## TEXT SHOWN
· · · ·

Eek, I can't imagine adding sugar to sushi rice at all. I like mine on the tart side; let the sweetness of the fish come through.

Is adding sugar normal in Japan and Korea also?


----------



## larry_stewart (Jun 30, 2018)

I made the vegetarian rolls for my wife a few years back, and your #5 tip is right on.   The rolls fill up real quick, and you dont need as much as you think you do.

**As you said, sharp knife is key too**


----------



## Kaneohegirlinaz (Jul 1, 2018)

*JJ*, have you ever seen this powdered sushi seasoning ?



I use 3 cups of cooked rice to anywhere between 1-3 Tbsp of powder
the rice doesn't get mush that way...
This makes enough kappa maki sushi for the two of us

https://mykitcheninthemiddleofthedesert.wordpress.com/2013/01/25/maki-sushi-for-dummies-like-me/


----------



## medtran49 (Jul 2, 2018)

I'm going to look for that next time we visit the asian market.  Thanks Kgirl


----------



## Vinylhanger (Jul 6, 2018)

One trick I use is to have a tall glass with a mixture of rice vinegar and water.  Dip the knife, and then  let it drip most of the liquid off before you cut and it slips right through the rolls.


----------



## medtran49 (Jul 6, 2018)

· · · ·

## ENTRIES PROVIDED
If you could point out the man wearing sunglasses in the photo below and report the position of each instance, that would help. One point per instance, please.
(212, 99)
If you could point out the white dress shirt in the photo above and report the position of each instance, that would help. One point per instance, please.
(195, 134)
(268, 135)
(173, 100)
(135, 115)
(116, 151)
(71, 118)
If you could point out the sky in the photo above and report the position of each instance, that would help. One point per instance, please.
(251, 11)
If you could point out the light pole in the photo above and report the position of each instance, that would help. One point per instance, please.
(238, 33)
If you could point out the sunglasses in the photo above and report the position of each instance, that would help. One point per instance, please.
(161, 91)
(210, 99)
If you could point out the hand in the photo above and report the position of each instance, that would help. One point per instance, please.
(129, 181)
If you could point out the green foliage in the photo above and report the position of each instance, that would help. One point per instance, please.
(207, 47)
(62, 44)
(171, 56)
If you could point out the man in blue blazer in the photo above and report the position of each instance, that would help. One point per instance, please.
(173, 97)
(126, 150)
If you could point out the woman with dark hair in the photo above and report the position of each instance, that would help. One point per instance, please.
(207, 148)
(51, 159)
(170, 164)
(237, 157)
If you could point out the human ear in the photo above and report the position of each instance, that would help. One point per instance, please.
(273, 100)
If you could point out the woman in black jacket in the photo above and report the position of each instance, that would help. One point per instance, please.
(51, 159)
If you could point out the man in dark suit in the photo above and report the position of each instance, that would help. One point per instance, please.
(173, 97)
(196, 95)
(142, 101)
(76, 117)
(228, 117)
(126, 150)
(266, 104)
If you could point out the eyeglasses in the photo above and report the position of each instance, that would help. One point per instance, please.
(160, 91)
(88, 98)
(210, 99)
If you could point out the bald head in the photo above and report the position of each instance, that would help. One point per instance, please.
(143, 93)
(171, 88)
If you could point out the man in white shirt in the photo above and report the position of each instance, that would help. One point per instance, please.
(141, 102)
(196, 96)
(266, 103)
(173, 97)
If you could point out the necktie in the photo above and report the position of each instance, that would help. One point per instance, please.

· · · ·

## GIVEN INSTRUCTION 1
Please return the passage from the sushi thread starting with "## larry_stewart (Jun" and going on through "think you do.", copied word for word.
## GIVEN INSTRUCTION 2
List every distinct username that appears in a post header in the sushi thread.
## GIVEN INSTRUCTION 3
Answer these from the sushi thread:
(a) How many cups of cooked rice does Kaneohegirlinaz use with the powdered seasoning?
(b) What does Vinylhanger keep in a tall glass for dipping the knife?
(c) For whom did larry_stewart make the vegetarian rolls?

## COMPLETE ANSWER 1
## larry_stewart (Jun 30, 2018)

I made the vegetarian rolls for my wife a few years back, and your #5 tip is right on.   The rolls fill up real quick, and you dont need as much as you think you do.

## COMPLETE ANSWER 2
larry_stewart
Kaneohegirlinaz
medtran49
Vinylhanger

## COMPLETE ANSWER 3
(a) 3 cups
(b) A mixture of rice vinegar and water
(c) His wife